(Point localization data)
+ + + +
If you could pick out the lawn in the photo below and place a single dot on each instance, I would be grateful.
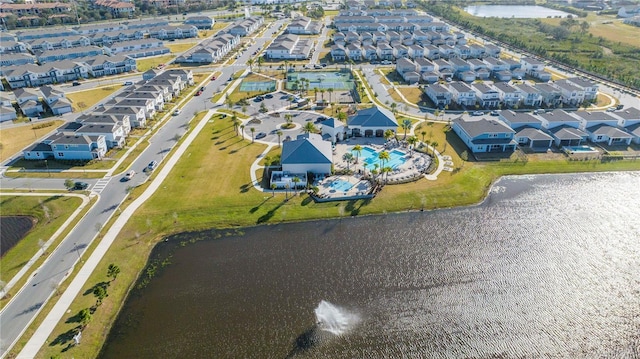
(83, 100)
(181, 47)
(13, 140)
(49, 212)
(212, 188)
(152, 62)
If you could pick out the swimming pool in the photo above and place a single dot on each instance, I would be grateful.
(341, 185)
(370, 157)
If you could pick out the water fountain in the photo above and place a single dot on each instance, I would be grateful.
(333, 319)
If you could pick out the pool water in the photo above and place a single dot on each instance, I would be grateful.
(370, 157)
(341, 185)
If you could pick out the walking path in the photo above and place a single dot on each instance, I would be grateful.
(47, 326)
(51, 240)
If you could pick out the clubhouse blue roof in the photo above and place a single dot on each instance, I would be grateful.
(373, 117)
(308, 148)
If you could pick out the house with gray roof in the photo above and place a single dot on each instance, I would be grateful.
(372, 122)
(603, 127)
(484, 135)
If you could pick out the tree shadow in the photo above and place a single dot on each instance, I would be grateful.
(65, 338)
(101, 284)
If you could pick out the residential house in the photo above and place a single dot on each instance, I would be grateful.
(486, 96)
(571, 94)
(551, 95)
(372, 122)
(462, 94)
(440, 96)
(509, 95)
(56, 100)
(603, 127)
(563, 127)
(529, 95)
(484, 135)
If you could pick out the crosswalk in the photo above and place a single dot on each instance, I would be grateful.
(101, 184)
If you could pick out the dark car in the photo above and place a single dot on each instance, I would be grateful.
(80, 185)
+ + + +
#### Assignment
Copy out the records above in full, exactly as written, but not the pictures.

#### Exercise answer
If you could pick out the lawn in the photo below and place a single dot on each instance, I would be grateful.
(83, 100)
(181, 47)
(13, 140)
(49, 212)
(212, 188)
(152, 62)
If you could pick out the swimming pool in the photo above and place a single dot on each instance, I would be grateful.
(341, 185)
(370, 157)
If you could pick out the water fountain in the photo above and place a single dot on each instance, I would be grateful.
(333, 319)
If you could pick out the pool water in the photo above and place a single dot on each instance, I would be grateful.
(370, 157)
(341, 185)
If you could pick out the walking path in the photo above and place a single dot on each instance, I would be grateful.
(47, 326)
(51, 240)
If you could pick out the clubhouse blue roof in the photo above and place a single dot on each instance, I would be grateful.
(373, 117)
(308, 148)
If you could pick out the house with gray roof in the photo above and place a single dot on each instance, I would be grateful.
(372, 122)
(603, 127)
(484, 135)
If you could pick out the tree shadow in the photo above and place a single dot on each instance, I would be grateful.
(65, 338)
(101, 284)
If you could pick out the residential house in the photo above and place a single dot on each instance, I would be grateful.
(486, 96)
(571, 94)
(551, 95)
(372, 122)
(462, 94)
(440, 96)
(509, 95)
(56, 100)
(603, 127)
(563, 127)
(529, 95)
(484, 135)
If you could pick out the crosswalk in the photo above and place a single dot on each instance, I would be grateful.
(101, 184)
If you could pick out the dark car in the photo above and place a single dot on each instance, I would be grateful.
(80, 185)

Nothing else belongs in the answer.